SHORT EXERCISE - Swap "Double-check for me" for "Confirm for me" everywhere it occurs in the records below, and write the lines out again with nothing else altered.
start DATASET ROWS
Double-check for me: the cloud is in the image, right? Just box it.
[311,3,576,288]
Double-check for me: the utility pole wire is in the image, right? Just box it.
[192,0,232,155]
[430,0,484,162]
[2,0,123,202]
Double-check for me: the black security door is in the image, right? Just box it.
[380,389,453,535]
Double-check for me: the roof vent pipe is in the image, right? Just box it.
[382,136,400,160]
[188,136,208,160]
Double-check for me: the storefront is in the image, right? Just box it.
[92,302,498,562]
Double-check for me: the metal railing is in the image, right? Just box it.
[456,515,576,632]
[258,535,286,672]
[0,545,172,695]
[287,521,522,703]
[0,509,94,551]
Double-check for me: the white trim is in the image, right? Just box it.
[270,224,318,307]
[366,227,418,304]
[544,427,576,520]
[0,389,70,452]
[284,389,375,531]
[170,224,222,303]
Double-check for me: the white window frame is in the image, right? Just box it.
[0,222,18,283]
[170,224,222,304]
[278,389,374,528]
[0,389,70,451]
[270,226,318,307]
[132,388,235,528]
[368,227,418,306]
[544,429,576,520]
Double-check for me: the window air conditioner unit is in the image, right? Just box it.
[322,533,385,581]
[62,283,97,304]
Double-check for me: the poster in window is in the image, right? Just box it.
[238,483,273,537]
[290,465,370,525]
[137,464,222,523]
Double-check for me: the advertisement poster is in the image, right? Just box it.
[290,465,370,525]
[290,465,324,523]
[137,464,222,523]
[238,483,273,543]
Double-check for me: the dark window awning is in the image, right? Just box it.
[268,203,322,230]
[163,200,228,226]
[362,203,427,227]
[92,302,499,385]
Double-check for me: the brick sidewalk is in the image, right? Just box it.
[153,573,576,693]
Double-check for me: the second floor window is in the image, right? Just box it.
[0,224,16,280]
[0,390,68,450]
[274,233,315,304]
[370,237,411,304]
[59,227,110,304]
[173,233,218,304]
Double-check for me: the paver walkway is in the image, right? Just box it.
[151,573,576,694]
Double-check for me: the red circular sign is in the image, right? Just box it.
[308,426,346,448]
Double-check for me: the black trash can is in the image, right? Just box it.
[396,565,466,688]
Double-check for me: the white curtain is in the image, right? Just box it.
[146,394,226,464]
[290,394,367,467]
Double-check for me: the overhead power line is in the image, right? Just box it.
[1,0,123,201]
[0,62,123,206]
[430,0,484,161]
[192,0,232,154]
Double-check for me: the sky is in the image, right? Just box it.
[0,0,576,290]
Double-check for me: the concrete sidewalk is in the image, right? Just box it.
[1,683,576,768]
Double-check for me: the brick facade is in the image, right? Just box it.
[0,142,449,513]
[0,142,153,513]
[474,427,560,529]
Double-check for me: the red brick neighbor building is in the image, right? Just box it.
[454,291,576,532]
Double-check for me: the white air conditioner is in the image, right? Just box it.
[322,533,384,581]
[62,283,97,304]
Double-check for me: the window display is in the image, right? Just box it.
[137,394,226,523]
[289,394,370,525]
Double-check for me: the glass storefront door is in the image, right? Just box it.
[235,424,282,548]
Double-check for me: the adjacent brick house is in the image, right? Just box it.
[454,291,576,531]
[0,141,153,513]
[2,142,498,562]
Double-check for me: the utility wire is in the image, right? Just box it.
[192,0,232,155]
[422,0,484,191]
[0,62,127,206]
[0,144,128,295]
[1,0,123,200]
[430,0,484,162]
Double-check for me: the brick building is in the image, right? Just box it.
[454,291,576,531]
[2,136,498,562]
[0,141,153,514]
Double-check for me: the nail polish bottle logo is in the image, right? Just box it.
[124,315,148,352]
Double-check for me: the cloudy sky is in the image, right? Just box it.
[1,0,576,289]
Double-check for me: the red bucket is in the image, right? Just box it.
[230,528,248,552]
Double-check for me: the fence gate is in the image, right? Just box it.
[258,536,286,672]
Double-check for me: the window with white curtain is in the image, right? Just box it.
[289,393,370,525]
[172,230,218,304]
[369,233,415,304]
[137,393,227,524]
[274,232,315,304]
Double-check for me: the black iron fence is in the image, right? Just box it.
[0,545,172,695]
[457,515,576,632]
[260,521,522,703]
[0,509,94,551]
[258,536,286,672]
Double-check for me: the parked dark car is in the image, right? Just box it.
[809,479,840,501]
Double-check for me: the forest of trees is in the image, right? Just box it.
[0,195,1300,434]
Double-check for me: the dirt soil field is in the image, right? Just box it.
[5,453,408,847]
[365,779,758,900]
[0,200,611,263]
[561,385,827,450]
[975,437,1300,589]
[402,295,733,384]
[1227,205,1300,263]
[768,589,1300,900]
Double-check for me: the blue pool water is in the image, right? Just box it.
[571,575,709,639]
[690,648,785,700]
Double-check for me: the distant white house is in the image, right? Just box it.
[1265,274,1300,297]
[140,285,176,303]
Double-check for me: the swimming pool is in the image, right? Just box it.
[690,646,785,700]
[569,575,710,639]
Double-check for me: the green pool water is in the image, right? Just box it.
end DATASET ROWS
RESPONSE -
Confirm for me: the cloud is in the image, right? Just box it.
[311,3,576,288]
Confirm for me: the utility pole wire is in the image, right? Just box it.
[192,0,232,155]
[430,0,484,162]
[2,0,123,202]
Confirm for me: the black security door is in the image, right? Just box it.
[380,389,453,535]
Confirm for me: the roof vent pipe is in the image, right? Just box it.
[382,136,400,160]
[188,136,208,160]
Confirm for me: the storefront is in the image, right? Just box it.
[92,302,498,562]
Confirm for me: the metal railing is in the image, right? Just box it.
[456,515,576,632]
[258,535,286,672]
[0,545,172,695]
[287,521,522,703]
[0,509,94,551]
Confirm for me: the white trim is in the image, right? Just box it.
[270,224,318,307]
[366,227,418,304]
[544,427,576,520]
[0,389,70,452]
[284,389,375,531]
[170,224,222,303]
Confirm for me: the white window frame is in the image, right? Just box it.
[0,222,18,283]
[170,224,222,304]
[278,389,374,528]
[0,389,70,451]
[270,226,318,307]
[132,388,235,528]
[368,227,418,306]
[544,429,576,520]
Confirm for me: the window air conditioner unit is in the image, right? Just box it.
[322,533,385,581]
[62,283,97,304]
Confirm for me: the poster in window is in the image, right? Just box it.
[238,483,273,537]
[290,465,370,525]
[137,464,222,523]
Confirm for me: the advertisement poster is in the image, right? Just box it.
[290,465,370,525]
[290,465,324,523]
[137,464,222,523]
[238,483,273,543]
Confirm for me: the dark window awning is in the image, right? Just box it.
[268,203,322,230]
[163,200,228,226]
[362,203,427,227]
[92,302,499,385]
Confirm for me: the brick sidewalk is in the image, right? Just box it.
[153,573,576,693]
Confirm for me: the second floor window is in the image, right? Just box it.
[0,224,16,280]
[0,390,68,450]
[274,233,315,304]
[370,237,411,304]
[59,227,110,304]
[173,233,218,304]
Confirm for me: the paver walkway is in the image, right? Just box it.
[151,573,576,694]
Confirm for me: the red circular sign is in the image, right? Just box it.
[308,426,346,448]
Confirm for me: the black trash can is in the image, right? Just box it.
[396,565,466,688]
Confirm for me: the white curtain is in the image, right? Just box it.
[146,394,226,464]
[290,394,367,467]
Confirm for me: the overhead power line is in the image, right? Just box it.
[1,0,123,201]
[0,62,123,206]
[430,0,484,161]
[192,0,232,154]
Confirm for me: the sky is in the image, right? Just box it.
[0,0,576,290]
Confirm for me: the concrete sidewalk is in the image, right? Just box it.
[1,683,576,768]
Confirm for me: the brick facade is in the image, right? Just box it.
[0,142,449,513]
[0,142,153,513]
[474,427,560,529]
Confirm for me: the red brick neighbor building is in the image, right? Just box it.
[454,291,576,532]
Confirm for me: the white air conditioner is in the image, right? Just box it.
[322,533,384,581]
[62,283,97,304]
Confirm for me: the window display is in the image, right? Just box it.
[137,394,226,523]
[289,394,370,525]
Confirm for me: the glass storefront door is in the image, right? Just box it.
[235,424,282,548]
Confirm for me: the adjacent brick house is in the image, right? Just box it.
[454,291,576,531]
[0,141,153,513]
[2,142,498,562]
Confirm for me: the utility wire is in the image, right? Just box it.
[192,0,232,155]
[422,0,484,191]
[0,62,127,206]
[0,144,128,295]
[1,0,123,200]
[430,0,484,162]
Confirm for me: the brick building is in the image, right? Just box it.
[454,291,576,531]
[2,136,498,562]
[0,141,153,514]
Confirm for me: the nail polish bottle logo is in the image, right? Just box it.
[124,315,148,352]
Confirm for me: the cloudy sky is in the image, right? Just box it.
[1,0,576,289]
Confirm for me: the red bucket is in the image, right? Just box it.
[230,528,248,552]
Confirm for me: the fence gate is in the image, right? Just box it.
[258,536,286,672]
Confirm for me: the window with white curtain is in the image, right? Just box it.
[289,393,370,525]
[172,230,218,304]
[369,233,415,304]
[137,393,227,524]
[274,232,315,304]
Confirm for me: the black iron fence is in the image, right? Just box it.
[0,545,172,695]
[457,515,576,632]
[260,521,522,703]
[0,509,94,551]
[258,536,286,672]
Confirm for me: the parked dark car is in the image, right? Just box it.
[809,479,840,501]
Confirm for me: the forest of trees is in the image, right? Just box it.
[0,195,1300,434]
Confirm for me: the dirt soil field is in the image, right? Just box it.
[5,453,408,847]
[365,779,758,900]
[0,200,611,263]
[561,385,827,450]
[975,437,1300,589]
[402,295,733,384]
[1227,205,1300,263]
[768,589,1300,900]
Confirm for me: the blue pool water is in the image, right? Just box it.
[571,575,709,639]
[690,648,785,700]
Confirm for me: the distant white house is in the image, right? Just box it.
[1265,274,1300,297]
[140,285,176,303]
Confirm for me: the swimming pool is in the image, right? Just box it.
[690,646,785,700]
[569,575,710,639]
Confirm for me: the green pool water is in the image, right? Just box it.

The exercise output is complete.